Supplied material:
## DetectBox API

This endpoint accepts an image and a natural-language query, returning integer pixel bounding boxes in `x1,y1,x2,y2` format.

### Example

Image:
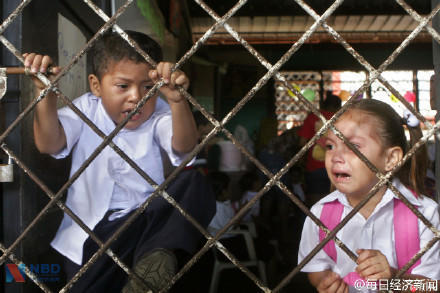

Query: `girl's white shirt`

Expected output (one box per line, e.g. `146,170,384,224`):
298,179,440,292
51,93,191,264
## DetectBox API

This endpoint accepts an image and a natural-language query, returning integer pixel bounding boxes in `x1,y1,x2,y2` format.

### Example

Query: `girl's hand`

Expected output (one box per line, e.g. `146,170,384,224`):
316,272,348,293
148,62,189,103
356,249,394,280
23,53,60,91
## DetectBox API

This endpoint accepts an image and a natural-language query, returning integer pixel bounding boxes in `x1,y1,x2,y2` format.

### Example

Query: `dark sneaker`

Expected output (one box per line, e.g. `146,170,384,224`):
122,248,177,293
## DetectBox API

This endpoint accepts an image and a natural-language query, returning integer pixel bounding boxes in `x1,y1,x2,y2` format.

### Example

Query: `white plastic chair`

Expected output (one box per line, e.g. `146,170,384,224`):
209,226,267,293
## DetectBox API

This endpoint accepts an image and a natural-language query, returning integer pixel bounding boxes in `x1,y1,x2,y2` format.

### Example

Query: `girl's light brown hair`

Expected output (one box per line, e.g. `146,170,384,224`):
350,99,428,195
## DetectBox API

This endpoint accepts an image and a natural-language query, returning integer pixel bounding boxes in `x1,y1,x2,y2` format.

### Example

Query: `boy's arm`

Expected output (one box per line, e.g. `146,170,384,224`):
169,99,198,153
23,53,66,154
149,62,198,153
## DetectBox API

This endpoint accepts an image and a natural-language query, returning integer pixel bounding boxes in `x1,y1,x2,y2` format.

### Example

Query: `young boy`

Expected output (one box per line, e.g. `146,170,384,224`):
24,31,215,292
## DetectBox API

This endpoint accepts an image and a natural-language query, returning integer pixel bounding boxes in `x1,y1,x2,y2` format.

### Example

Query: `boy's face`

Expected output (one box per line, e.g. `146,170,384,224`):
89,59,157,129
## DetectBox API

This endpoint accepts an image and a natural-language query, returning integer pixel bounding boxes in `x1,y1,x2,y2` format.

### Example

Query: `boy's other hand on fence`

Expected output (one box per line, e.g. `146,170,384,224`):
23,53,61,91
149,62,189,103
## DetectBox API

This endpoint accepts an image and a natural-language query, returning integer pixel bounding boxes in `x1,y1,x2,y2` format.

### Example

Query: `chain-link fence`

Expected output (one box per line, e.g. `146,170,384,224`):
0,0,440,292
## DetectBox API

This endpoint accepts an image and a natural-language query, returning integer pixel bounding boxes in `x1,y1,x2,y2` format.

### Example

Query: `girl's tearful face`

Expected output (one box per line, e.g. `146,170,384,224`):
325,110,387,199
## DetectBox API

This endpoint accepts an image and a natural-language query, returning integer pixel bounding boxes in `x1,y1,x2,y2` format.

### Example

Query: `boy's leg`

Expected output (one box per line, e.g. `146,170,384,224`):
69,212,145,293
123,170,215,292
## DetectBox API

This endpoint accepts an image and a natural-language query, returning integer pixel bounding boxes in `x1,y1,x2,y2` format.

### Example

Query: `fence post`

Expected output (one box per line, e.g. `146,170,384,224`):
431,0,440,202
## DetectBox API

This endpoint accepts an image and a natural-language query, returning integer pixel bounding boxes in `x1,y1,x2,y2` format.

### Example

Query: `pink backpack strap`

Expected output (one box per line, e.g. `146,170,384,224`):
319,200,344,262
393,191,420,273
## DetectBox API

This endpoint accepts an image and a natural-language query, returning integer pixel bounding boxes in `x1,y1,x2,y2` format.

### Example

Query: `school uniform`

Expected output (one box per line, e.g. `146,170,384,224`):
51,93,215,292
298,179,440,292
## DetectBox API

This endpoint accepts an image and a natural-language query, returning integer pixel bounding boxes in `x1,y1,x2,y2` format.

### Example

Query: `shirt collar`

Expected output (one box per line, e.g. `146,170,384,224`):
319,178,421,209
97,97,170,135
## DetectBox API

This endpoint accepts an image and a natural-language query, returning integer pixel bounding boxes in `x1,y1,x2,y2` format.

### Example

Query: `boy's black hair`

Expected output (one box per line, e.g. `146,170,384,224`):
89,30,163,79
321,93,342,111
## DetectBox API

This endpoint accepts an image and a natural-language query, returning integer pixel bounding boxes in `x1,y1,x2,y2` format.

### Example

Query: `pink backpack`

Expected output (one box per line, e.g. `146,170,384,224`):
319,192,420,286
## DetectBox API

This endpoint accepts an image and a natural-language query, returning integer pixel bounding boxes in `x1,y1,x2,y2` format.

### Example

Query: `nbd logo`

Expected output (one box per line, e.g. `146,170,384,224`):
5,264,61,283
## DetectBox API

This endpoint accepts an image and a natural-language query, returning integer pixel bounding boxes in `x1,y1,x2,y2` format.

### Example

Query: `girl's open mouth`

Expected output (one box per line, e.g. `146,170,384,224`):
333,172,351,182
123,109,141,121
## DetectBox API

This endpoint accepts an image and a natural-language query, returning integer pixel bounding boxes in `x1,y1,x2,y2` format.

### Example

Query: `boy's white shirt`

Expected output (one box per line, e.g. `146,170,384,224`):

Written task: Report every line in the rows above that contains the word "pink", copying each line in full. Case counts.

Response below:
Query: `pink backpack strap`
Query: `pink backpack`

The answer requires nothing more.